### WHAT THE TASK REQUIRES
Locate each line below that contains the string "tree", and copy those lines out in full.

### GIVEN RECORDS
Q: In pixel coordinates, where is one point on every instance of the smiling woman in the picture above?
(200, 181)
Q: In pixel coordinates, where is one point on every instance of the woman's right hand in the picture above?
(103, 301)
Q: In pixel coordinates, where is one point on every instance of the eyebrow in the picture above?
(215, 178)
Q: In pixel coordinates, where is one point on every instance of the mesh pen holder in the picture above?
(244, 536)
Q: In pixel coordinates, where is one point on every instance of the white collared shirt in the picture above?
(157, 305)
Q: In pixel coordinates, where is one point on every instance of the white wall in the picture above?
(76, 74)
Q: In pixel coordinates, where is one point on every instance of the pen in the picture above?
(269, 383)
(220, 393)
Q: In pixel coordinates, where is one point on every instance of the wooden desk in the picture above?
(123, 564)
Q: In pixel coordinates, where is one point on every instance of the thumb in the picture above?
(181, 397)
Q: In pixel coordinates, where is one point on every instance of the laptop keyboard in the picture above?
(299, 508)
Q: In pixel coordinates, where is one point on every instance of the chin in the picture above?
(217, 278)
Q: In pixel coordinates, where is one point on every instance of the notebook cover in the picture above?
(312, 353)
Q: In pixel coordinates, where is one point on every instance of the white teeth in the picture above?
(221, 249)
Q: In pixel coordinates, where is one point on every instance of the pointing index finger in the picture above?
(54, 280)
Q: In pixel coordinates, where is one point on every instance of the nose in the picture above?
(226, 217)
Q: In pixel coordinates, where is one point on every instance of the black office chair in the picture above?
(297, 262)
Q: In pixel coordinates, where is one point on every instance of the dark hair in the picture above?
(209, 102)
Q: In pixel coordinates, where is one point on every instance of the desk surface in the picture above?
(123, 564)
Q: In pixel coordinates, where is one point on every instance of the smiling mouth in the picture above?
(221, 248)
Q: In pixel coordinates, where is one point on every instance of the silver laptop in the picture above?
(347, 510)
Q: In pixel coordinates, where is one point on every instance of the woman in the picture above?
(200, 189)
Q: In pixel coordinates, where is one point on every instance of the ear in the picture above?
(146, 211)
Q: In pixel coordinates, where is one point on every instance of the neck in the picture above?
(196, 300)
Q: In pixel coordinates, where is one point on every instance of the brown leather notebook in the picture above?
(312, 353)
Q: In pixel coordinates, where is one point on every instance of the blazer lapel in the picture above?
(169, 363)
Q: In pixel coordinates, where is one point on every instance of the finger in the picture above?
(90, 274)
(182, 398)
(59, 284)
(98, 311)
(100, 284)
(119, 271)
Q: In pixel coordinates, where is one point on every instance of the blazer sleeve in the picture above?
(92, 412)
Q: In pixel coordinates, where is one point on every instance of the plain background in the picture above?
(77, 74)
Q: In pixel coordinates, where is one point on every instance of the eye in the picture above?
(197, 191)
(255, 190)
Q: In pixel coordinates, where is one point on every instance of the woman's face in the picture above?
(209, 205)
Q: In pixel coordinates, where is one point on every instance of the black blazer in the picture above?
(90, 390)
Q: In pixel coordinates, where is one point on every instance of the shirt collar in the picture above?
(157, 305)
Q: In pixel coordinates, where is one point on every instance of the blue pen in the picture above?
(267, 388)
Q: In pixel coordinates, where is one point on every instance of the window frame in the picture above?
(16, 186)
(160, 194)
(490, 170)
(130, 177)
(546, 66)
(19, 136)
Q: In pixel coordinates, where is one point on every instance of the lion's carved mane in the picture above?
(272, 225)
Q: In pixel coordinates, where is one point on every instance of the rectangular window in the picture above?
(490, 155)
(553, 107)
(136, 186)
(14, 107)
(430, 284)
* * *
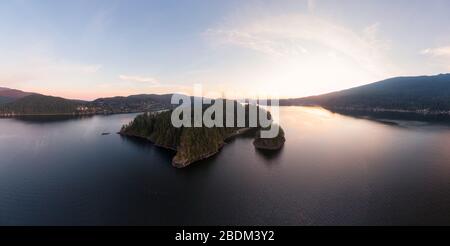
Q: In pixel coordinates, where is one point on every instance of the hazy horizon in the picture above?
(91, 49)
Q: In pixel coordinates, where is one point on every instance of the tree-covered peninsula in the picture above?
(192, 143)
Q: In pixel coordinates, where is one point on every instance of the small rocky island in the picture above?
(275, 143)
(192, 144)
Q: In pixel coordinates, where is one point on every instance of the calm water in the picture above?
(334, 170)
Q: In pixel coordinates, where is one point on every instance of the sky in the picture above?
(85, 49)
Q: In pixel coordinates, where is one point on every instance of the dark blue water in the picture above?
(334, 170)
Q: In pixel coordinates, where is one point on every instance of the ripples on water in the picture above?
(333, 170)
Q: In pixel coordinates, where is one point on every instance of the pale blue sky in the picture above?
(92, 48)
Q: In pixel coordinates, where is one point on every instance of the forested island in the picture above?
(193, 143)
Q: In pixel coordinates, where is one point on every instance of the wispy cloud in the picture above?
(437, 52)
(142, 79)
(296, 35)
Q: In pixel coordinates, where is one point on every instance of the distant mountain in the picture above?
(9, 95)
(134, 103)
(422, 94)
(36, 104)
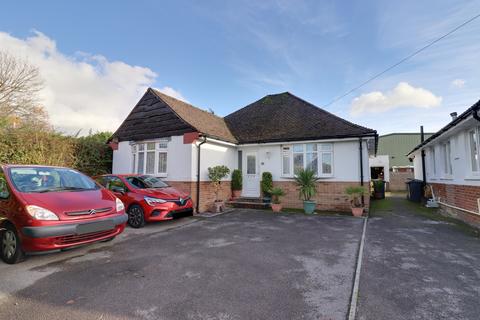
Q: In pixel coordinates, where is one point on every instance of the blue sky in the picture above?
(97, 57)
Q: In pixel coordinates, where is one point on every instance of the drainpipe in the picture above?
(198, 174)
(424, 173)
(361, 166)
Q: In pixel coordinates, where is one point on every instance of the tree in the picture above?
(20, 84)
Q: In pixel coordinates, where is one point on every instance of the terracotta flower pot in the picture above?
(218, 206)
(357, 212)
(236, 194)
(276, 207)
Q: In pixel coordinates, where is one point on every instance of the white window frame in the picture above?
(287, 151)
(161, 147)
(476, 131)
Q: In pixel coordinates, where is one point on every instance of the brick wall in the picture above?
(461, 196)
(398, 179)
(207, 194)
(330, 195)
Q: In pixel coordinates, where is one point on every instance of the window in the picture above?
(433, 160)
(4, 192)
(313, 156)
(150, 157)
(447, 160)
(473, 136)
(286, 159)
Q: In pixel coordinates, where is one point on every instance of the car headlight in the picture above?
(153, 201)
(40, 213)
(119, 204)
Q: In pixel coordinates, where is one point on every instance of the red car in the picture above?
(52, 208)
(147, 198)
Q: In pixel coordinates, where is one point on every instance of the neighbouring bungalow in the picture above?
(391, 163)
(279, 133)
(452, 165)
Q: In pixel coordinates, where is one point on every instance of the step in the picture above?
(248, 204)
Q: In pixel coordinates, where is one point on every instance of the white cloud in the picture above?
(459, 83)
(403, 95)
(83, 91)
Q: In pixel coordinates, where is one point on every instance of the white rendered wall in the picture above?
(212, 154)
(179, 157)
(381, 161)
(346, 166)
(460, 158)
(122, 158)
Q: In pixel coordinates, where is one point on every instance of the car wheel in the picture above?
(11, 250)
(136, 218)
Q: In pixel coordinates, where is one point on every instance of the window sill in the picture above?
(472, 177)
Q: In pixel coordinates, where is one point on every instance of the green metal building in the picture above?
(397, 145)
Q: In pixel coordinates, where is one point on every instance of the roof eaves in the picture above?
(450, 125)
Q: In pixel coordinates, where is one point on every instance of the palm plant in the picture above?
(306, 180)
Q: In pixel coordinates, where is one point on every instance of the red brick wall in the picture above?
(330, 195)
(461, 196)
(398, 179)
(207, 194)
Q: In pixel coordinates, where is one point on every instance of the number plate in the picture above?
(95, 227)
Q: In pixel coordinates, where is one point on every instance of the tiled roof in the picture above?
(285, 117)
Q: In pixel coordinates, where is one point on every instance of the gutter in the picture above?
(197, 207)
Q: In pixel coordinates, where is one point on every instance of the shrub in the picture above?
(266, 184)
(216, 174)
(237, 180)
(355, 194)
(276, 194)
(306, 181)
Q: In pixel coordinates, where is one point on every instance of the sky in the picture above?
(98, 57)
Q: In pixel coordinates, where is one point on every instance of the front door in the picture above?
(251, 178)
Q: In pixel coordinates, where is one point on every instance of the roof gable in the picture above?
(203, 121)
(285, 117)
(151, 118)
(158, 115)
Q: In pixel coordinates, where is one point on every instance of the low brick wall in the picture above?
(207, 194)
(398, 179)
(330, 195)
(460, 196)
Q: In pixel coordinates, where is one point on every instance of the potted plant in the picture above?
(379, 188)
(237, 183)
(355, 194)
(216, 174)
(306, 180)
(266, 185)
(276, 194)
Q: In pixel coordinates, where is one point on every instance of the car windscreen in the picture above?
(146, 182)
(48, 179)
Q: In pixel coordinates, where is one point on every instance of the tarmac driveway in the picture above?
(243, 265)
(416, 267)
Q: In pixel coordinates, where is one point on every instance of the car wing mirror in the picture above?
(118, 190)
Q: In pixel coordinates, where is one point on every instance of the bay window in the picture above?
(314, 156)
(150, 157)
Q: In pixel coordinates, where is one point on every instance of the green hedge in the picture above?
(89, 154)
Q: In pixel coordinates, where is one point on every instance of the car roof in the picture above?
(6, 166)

### EXERCISE OUTPUT
Q: In pixel coordinates, where is one point on every instance of the tree-covered peninsula in the picture above?
Q: In pixel coordinates, where is one point on every instance of the tree in the picture above?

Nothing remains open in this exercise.